▶ **AIM**:
Copy out the lines from the one with "Please trace the outline of every instance of the blue" up to and including the one with "M 238 136 L", swapping "jacket" for "coat" and keeping everything else the same.

Start of INFORMATION PROVIDED

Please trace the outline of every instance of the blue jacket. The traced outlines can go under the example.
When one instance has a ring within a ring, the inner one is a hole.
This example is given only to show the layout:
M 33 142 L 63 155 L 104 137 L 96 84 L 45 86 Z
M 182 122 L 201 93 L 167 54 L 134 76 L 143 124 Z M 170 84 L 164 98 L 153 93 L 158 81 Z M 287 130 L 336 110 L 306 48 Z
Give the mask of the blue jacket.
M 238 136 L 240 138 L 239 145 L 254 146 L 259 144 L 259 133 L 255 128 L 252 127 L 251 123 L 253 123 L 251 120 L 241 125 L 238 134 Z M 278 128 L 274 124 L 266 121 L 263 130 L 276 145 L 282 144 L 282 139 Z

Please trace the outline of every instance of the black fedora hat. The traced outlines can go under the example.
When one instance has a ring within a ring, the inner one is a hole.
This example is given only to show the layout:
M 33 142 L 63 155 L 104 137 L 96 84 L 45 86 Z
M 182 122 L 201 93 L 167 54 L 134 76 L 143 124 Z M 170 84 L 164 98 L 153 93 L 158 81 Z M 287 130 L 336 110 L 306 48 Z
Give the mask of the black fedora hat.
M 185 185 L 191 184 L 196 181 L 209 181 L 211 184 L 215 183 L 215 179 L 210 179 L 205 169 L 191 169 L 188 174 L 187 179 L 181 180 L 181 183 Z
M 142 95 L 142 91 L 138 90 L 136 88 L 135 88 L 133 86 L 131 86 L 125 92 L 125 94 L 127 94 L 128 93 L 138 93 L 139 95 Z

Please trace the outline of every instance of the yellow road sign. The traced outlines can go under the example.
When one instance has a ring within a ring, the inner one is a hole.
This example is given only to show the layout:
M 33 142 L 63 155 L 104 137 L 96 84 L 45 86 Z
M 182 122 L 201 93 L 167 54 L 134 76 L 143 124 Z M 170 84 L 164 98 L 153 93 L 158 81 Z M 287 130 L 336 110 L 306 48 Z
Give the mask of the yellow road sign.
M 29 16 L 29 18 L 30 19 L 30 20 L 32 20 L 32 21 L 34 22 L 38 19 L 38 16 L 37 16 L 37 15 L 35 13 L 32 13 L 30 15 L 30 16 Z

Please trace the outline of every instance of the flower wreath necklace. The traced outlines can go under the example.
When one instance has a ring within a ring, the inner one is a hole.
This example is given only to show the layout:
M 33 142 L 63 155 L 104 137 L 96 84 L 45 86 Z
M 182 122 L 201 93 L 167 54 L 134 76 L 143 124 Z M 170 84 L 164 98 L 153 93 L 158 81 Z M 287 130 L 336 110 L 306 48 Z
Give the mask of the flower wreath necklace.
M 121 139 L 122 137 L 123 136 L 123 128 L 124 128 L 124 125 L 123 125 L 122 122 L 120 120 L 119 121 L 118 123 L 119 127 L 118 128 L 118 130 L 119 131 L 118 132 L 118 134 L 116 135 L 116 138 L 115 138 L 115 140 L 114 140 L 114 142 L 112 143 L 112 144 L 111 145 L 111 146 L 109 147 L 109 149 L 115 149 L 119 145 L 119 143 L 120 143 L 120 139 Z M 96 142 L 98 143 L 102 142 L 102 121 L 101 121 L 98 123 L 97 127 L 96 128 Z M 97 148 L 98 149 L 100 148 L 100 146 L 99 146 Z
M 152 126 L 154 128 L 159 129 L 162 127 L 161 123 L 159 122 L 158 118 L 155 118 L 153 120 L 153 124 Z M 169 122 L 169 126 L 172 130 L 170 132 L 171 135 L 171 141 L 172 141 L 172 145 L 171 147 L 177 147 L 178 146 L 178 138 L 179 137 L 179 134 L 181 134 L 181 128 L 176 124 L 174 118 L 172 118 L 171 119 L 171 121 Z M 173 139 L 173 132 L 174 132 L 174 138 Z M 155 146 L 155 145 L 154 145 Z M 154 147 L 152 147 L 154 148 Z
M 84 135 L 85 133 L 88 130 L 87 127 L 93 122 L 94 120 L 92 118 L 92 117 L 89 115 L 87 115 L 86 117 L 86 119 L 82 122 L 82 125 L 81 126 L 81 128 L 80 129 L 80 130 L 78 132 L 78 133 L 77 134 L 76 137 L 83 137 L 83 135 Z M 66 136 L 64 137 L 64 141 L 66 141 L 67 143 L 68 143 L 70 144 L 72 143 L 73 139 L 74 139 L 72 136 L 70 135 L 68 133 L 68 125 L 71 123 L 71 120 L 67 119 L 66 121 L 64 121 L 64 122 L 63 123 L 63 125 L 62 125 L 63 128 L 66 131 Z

End of INFORMATION PROVIDED
Start of INFORMATION PROVIDED

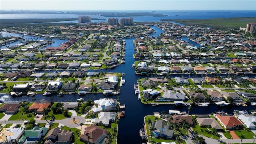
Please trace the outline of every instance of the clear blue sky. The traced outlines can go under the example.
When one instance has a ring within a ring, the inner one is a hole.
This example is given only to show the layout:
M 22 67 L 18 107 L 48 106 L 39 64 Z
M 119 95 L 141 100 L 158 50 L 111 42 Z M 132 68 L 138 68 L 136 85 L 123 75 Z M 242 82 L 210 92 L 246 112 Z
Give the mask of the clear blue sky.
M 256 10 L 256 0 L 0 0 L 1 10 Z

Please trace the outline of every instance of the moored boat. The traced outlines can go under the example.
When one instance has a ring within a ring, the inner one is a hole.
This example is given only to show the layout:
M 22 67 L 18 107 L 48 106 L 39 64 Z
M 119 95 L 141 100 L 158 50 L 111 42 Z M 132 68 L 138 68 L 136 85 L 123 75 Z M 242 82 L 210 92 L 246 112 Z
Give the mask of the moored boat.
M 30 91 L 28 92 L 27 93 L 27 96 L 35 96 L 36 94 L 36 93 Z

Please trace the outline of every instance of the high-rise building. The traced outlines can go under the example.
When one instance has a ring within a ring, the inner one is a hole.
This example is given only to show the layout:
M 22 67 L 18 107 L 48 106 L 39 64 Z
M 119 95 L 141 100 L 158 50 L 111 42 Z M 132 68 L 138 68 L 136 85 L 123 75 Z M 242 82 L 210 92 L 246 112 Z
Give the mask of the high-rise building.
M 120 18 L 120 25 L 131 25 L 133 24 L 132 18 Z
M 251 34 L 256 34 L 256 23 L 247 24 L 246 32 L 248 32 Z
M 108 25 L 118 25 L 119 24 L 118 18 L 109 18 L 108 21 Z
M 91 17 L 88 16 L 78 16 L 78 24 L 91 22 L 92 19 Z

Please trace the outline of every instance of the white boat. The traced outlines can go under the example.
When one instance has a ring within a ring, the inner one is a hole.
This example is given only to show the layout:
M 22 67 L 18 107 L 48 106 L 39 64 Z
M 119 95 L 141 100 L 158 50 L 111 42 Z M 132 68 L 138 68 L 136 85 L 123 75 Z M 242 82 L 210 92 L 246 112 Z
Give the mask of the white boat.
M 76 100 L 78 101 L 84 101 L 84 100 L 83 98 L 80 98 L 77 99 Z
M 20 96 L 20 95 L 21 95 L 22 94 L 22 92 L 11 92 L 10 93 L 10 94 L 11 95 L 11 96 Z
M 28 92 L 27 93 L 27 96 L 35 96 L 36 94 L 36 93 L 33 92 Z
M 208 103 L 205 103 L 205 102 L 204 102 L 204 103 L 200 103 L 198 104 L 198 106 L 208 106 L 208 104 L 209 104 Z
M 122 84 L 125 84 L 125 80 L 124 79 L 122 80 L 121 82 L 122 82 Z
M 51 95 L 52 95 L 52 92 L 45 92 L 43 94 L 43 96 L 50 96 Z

End of INFORMATION PROVIDED

▶ **SOLUTION BELOW**:
Please trace the outline of every instance of the blue coat. The traced outlines can go under the example.
When one instance has a ring within a ring, the inner one is a hole.
This example is given only to show the layout:
M 33 142 L 63 155 L 104 137 L 96 84 L 45 86 Z
M 182 122 L 201 93 L 167 54 L 134 76 L 143 124 Z M 170 84 L 164 98 L 153 93 L 158 81 Z M 287 130 L 336 110 L 306 48 Z
Give the mask of the blue coat.
M 238 136 L 240 138 L 239 145 L 254 146 L 259 144 L 259 133 L 255 128 L 252 127 L 251 123 L 253 123 L 251 120 L 241 125 L 238 134 Z M 278 128 L 274 124 L 266 121 L 263 130 L 276 145 L 282 144 L 282 139 Z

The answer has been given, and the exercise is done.